● BRIEF A
Answer these questions about the text on pivot cycles:
(i) What are the three steps in the cycle?
(ii) At Intuit, what does the engineering community focus heavily on?
(iii) What is the real milestone for the business?
● BRIEF B
Which lines in the entries below contain the word "flower"? List every one of them.

═════ EXTRACTED TEXT ═════

In the keynote he gave at Web 2.0 Expo yesterday, he added something I don’t remember seeing the first time. He said the goal is to minimize the total time for one “pivot” cycle.
The important thing is the definition of a “pivot”. Paraphrasing and interpreting, a pivot here is a change in direction caused by something you’ve learned about your business, be it your market, product, customer, whatever. And there are three steps in the cycle: build (the product), measure (the result), and learn (the reasons behind the result).
This helps illustrate the problem I’ve experienced in a large company. Minimizing time through this loop requires cross functional thinking and objectives that is ubiquitous in startups but is disappointingly rare in larger corporations where employees tend to be over-specialized.
For instance, at Intuit, there is a lot of focus in the engineering community around faster build and launch cycles. It’s all about continuous deployment, unit testing, server virtualization, etc. All good stuff, but it’s all focused on pure product cycles and not business cycles. Tracking is an afterthought.
For many designers and engineers, there’s a mental milestone (and thus, relief) when the product/version/build launches. The real milestone for the business (and so it should be as well for all employees) is when we’ve learned what we need to learn and made the right business decision on the next step.
We’re getting better. Tracking and data are beginning to play a larger role, and business interests are creeping their way into product conversations (“No!!!”). The key for any org, large or small, in minimizing the time through the loop is focusing all employees on the higher level business objective and Eric’s framework is a great way to have that conversation.

═════ DATA PROVIDED ═════

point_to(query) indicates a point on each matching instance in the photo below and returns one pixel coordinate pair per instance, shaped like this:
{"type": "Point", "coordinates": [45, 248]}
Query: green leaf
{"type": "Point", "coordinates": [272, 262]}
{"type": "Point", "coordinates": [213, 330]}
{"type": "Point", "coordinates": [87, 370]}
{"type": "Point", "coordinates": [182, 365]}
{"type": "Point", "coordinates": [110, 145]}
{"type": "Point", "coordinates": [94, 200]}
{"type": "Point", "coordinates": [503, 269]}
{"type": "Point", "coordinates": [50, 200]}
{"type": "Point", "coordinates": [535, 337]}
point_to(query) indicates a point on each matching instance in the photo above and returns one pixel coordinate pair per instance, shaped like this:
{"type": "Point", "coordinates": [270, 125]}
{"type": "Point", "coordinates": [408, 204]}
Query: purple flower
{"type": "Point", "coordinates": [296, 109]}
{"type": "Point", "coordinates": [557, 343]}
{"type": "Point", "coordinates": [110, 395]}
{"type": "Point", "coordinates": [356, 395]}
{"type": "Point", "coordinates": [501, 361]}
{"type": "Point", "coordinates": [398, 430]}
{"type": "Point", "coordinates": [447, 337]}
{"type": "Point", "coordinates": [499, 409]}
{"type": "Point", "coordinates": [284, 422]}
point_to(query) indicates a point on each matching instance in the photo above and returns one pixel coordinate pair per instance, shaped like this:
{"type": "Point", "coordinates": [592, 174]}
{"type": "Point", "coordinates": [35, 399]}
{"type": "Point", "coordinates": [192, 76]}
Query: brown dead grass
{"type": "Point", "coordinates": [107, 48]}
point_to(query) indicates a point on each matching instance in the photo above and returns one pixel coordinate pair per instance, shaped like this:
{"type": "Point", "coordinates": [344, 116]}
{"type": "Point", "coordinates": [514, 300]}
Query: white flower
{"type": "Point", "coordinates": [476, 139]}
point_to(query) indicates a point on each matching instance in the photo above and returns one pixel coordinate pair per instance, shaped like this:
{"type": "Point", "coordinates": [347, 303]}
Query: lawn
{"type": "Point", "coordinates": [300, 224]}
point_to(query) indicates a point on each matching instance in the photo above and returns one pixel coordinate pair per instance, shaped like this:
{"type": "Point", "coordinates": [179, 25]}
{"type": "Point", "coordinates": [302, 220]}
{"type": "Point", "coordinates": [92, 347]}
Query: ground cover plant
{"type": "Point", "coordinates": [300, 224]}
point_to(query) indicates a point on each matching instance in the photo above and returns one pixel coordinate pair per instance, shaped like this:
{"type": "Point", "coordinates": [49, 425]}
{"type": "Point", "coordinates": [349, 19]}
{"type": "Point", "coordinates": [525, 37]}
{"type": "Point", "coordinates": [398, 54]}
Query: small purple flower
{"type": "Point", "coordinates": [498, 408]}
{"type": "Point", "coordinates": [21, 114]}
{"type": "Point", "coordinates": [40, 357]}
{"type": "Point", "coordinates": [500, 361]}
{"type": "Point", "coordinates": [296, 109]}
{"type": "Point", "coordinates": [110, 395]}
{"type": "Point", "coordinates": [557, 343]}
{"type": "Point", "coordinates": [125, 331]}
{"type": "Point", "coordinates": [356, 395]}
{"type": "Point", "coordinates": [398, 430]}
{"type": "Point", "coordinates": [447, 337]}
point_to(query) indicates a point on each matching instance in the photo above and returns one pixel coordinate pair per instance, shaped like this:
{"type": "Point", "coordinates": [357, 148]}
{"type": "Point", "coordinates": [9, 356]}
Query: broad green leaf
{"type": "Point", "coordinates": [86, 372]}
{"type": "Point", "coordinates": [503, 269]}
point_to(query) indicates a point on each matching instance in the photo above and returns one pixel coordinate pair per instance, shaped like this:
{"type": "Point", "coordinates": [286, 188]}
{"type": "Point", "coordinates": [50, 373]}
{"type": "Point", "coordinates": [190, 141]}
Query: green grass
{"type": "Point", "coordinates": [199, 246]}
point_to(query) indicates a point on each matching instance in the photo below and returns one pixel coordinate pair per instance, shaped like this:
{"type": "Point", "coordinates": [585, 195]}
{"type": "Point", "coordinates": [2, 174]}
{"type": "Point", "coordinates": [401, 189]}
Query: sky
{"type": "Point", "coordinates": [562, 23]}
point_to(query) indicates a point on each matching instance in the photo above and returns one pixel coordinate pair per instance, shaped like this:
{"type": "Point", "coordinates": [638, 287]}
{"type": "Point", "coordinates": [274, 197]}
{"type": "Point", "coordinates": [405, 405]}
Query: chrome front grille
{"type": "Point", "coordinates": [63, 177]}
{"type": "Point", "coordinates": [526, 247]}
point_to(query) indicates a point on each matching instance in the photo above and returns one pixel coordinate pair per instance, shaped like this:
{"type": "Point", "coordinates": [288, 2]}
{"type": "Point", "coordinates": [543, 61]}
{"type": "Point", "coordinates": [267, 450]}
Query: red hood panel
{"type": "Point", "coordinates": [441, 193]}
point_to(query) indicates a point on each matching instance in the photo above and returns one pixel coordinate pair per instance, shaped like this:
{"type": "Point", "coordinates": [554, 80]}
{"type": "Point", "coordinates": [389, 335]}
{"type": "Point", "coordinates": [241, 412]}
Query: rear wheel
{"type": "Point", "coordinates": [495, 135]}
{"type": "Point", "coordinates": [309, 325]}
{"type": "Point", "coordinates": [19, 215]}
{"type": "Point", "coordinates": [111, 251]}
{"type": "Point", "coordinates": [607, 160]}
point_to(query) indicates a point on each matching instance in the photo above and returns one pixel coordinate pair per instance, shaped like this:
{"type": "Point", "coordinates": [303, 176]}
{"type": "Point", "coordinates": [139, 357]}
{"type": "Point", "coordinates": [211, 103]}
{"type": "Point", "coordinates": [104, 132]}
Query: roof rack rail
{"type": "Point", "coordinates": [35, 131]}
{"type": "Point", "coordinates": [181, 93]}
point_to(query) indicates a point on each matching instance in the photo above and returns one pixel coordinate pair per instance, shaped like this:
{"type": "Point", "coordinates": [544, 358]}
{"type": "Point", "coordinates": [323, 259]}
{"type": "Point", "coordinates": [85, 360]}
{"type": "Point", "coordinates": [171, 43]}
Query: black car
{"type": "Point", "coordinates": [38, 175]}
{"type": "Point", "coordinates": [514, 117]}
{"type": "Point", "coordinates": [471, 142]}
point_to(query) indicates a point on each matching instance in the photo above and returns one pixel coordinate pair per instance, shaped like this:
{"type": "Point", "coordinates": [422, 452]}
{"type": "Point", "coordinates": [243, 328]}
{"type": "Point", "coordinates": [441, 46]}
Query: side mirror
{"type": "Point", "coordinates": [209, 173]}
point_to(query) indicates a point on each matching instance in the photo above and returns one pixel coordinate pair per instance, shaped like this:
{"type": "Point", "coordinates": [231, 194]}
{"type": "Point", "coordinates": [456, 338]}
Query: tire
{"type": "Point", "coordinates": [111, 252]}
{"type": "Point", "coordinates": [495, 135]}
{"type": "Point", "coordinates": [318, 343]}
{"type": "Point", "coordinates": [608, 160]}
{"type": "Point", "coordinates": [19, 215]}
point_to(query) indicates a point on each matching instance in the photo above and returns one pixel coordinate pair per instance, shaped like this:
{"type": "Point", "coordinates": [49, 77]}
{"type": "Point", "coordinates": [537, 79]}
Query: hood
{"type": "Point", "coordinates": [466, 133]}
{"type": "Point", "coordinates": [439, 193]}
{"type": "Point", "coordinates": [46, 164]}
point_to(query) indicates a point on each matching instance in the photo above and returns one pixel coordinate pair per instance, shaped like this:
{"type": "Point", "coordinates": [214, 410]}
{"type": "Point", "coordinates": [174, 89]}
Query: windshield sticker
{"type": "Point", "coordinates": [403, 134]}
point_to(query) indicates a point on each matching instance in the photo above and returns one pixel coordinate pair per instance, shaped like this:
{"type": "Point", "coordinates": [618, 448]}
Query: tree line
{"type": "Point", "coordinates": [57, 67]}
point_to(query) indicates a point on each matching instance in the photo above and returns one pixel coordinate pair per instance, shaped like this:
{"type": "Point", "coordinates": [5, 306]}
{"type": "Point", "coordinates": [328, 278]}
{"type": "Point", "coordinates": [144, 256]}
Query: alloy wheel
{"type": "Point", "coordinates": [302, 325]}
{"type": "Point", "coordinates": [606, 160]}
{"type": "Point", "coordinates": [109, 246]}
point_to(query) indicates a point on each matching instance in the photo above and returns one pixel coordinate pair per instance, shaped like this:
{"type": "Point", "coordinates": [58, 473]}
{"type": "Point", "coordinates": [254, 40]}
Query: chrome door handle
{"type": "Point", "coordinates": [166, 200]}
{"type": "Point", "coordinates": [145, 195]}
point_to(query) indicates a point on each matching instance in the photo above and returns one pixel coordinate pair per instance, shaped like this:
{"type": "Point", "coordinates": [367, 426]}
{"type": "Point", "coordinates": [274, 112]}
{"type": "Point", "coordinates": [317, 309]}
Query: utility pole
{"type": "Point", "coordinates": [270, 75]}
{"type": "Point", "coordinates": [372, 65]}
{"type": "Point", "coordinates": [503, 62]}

═════

● EXERCISE OUTPUT A
(i) Build (the product), measure (the result), and learn (the reasons behind the result).
(ii) Faster build and launch cycles.
(iii) When we've learned what we need to learn and made the right business decision on the next step.

● EXERCISE OUTPUT B
Query: purple flower
Query: white flower
Query: small purple flower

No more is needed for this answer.